REQUIRED WORK.
Select every line in the items below that contains the word "passenger" and copy those lines out.

STORED ROWS.

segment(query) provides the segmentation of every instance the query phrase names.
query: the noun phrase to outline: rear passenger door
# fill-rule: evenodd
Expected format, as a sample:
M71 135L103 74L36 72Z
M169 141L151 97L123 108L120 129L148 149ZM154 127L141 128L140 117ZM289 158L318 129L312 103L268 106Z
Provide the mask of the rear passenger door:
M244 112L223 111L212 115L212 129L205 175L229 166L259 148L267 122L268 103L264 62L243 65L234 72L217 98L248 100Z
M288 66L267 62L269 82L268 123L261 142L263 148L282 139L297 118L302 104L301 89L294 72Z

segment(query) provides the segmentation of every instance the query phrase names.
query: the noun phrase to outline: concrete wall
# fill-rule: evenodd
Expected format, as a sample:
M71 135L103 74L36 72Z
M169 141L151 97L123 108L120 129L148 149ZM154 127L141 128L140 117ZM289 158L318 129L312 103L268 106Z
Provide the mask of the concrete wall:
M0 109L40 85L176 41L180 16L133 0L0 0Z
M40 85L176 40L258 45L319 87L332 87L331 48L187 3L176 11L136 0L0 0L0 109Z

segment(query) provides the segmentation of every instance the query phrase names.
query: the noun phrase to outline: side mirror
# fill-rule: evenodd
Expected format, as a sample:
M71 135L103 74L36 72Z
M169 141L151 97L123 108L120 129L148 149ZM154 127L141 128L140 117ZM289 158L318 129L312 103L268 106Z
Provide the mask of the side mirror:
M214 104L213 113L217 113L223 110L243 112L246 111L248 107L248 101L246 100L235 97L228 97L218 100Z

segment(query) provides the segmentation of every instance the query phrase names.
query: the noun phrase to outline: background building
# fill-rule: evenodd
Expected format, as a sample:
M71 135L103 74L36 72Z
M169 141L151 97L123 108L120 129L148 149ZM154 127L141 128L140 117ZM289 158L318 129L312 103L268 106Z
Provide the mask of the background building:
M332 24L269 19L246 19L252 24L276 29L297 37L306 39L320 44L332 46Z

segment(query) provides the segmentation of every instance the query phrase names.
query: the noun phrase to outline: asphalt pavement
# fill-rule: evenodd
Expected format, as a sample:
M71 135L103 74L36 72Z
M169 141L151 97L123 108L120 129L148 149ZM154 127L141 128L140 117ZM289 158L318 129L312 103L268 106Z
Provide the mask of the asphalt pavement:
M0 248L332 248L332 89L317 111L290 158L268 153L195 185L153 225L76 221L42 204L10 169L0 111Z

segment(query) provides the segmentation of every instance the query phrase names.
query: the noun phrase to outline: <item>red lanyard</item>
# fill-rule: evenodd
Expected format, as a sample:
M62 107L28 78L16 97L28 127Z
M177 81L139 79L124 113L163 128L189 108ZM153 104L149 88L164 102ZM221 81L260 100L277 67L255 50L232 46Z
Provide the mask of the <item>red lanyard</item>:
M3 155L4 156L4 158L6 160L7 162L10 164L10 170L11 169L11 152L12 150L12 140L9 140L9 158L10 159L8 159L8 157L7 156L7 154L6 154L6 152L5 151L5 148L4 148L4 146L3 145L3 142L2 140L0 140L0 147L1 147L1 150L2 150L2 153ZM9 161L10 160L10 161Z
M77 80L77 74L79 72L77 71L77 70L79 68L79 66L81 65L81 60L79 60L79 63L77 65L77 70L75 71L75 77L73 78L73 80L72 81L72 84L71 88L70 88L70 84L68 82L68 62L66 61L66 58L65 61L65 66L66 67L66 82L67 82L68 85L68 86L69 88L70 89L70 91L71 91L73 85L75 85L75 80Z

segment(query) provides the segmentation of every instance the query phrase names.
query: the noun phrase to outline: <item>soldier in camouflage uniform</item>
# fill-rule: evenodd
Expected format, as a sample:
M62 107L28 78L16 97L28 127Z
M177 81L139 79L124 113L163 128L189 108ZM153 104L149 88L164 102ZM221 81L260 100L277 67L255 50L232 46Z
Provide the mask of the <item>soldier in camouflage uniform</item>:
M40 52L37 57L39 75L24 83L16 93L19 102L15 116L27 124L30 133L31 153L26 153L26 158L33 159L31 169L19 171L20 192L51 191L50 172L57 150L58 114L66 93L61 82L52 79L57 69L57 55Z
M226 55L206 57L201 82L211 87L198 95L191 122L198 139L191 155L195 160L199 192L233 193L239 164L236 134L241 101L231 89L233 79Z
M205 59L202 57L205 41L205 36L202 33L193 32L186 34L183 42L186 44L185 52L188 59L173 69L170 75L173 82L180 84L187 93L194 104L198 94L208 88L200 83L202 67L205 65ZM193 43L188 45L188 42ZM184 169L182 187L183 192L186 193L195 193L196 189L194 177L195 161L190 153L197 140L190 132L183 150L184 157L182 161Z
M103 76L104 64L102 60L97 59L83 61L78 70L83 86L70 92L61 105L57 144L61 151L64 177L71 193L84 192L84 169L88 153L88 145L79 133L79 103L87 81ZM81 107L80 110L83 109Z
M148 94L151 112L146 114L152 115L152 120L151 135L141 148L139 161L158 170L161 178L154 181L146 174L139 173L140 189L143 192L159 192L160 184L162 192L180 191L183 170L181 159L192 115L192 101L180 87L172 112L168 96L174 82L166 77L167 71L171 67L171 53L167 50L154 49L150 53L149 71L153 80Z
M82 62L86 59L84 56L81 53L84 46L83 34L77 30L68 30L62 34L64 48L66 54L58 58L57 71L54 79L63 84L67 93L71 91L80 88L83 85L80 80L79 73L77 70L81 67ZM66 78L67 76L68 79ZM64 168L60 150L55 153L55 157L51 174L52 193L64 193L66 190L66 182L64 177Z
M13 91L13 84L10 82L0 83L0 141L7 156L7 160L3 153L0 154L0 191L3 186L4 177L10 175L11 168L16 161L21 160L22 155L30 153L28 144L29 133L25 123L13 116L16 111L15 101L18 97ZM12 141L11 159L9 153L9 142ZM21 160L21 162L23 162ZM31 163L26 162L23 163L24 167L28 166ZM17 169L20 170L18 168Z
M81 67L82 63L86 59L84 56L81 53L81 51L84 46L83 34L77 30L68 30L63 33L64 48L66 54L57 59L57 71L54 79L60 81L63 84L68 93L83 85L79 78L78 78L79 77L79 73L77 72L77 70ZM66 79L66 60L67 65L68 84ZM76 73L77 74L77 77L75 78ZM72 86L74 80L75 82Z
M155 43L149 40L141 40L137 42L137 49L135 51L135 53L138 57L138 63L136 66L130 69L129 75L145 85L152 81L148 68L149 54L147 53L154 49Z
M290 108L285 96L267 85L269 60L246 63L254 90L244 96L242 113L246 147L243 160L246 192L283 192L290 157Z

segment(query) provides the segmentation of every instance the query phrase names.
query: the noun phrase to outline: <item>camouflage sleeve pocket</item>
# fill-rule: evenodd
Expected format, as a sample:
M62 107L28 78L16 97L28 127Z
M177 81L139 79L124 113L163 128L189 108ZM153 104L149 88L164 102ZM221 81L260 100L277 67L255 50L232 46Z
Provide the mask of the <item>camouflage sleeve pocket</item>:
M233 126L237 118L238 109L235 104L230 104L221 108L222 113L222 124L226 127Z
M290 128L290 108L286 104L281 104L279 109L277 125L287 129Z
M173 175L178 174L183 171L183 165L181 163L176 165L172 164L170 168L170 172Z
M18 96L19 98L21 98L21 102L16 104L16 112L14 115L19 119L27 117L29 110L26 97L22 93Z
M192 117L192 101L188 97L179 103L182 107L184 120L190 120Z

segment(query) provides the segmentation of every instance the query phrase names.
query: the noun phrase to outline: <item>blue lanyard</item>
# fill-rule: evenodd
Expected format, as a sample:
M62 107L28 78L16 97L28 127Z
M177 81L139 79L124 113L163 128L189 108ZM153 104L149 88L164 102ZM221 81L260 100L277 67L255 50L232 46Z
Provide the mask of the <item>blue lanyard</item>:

EXERCISE ANSWER.
query: the noun phrase to outline: rear passenger door
Provide the mask of the rear passenger door:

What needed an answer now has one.